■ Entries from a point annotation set
◆ ◆ ◆ ◆
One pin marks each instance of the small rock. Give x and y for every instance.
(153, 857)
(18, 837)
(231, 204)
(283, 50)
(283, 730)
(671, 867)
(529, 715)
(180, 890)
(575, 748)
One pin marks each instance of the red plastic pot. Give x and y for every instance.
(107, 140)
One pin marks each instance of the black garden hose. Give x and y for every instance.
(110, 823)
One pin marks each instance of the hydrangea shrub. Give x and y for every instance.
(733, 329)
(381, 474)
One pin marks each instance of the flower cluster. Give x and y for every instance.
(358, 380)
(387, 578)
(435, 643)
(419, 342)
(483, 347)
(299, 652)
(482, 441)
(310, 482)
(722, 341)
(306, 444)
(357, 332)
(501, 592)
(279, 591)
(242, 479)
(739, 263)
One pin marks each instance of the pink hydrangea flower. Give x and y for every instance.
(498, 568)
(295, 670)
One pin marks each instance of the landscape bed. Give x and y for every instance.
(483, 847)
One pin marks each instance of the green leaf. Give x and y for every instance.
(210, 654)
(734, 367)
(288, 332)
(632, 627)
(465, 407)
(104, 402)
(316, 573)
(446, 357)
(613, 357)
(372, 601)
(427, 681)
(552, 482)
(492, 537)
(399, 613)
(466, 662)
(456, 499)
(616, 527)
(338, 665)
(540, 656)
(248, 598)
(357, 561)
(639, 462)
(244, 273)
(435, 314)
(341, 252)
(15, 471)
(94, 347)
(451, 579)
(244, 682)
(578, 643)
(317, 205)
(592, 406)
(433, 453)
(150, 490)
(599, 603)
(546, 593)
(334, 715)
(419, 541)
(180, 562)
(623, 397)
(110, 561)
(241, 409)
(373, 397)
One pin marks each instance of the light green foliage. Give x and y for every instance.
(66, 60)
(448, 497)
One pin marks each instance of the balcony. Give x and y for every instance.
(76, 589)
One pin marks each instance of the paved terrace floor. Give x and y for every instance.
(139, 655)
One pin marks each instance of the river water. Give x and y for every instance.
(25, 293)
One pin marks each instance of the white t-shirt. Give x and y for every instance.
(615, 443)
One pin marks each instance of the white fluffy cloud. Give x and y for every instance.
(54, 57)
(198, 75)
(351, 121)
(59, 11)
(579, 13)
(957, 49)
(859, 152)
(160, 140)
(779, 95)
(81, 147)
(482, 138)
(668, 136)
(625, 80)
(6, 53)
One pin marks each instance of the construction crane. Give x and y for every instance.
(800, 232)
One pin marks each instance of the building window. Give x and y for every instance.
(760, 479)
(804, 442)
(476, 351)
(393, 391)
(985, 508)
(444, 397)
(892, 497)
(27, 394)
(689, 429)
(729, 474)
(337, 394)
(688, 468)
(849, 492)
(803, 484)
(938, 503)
◆ ◆ ◆ ◆
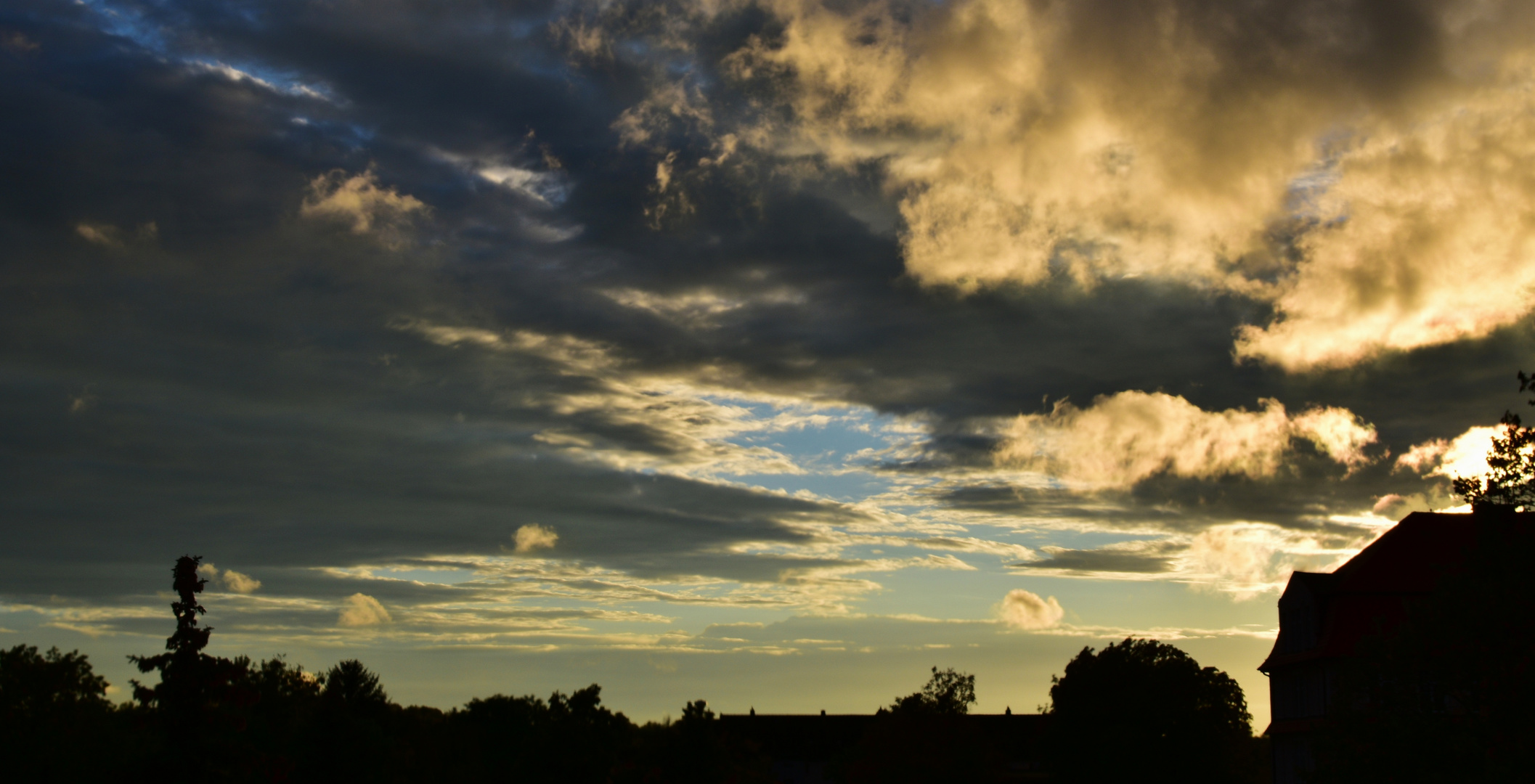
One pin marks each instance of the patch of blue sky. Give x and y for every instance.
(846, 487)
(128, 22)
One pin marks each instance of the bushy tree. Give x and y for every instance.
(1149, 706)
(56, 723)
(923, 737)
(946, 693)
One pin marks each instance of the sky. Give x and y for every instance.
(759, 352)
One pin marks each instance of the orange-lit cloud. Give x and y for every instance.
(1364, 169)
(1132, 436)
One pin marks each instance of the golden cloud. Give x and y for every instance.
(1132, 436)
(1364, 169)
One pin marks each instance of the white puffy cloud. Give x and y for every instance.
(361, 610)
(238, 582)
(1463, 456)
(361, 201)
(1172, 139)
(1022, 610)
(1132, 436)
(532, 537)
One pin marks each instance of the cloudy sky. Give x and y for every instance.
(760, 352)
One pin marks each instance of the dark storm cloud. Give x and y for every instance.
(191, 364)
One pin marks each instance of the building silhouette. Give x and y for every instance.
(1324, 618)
◆ ◆ ◆ ◆
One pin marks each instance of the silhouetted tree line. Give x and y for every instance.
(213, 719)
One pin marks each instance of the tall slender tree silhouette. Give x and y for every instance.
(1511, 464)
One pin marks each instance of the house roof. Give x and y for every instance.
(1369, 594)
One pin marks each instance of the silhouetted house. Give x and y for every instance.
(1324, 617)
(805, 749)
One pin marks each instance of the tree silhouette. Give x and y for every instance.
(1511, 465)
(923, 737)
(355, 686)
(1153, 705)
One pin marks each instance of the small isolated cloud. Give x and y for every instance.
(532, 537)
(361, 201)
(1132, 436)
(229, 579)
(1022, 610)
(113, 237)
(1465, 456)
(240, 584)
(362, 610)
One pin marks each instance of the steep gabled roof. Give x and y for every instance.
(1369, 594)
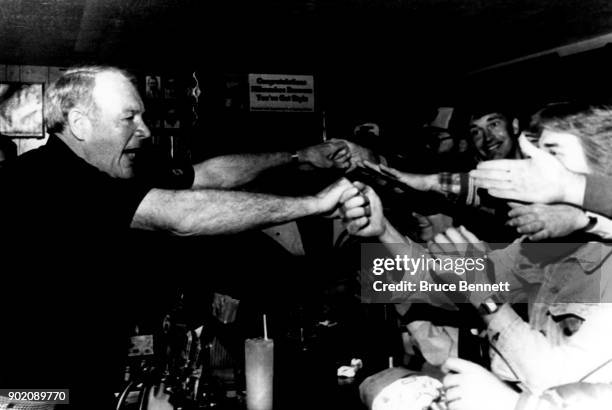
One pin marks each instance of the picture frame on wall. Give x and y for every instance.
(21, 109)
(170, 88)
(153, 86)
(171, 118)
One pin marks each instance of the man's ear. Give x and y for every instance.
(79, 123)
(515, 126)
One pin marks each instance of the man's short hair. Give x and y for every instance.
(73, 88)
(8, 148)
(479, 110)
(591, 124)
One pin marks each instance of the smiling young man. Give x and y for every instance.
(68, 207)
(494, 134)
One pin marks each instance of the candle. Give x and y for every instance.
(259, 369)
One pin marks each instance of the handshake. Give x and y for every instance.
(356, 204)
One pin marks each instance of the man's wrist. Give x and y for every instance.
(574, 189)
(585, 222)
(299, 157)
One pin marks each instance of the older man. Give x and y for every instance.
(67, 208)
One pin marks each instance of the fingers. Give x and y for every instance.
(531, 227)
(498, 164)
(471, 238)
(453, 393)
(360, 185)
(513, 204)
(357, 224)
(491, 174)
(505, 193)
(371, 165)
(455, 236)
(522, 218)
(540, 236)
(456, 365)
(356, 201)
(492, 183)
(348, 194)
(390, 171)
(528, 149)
◆ ◆ ◆ ◆
■ Set exercise
Which lines in the items above contain the word "building"? Copy out each of them in full.

■ In response
One pin marks each instance of the building window. Give x and y for every instance.
One pin marks each instance of the building silhouette. Give x and y for every instance.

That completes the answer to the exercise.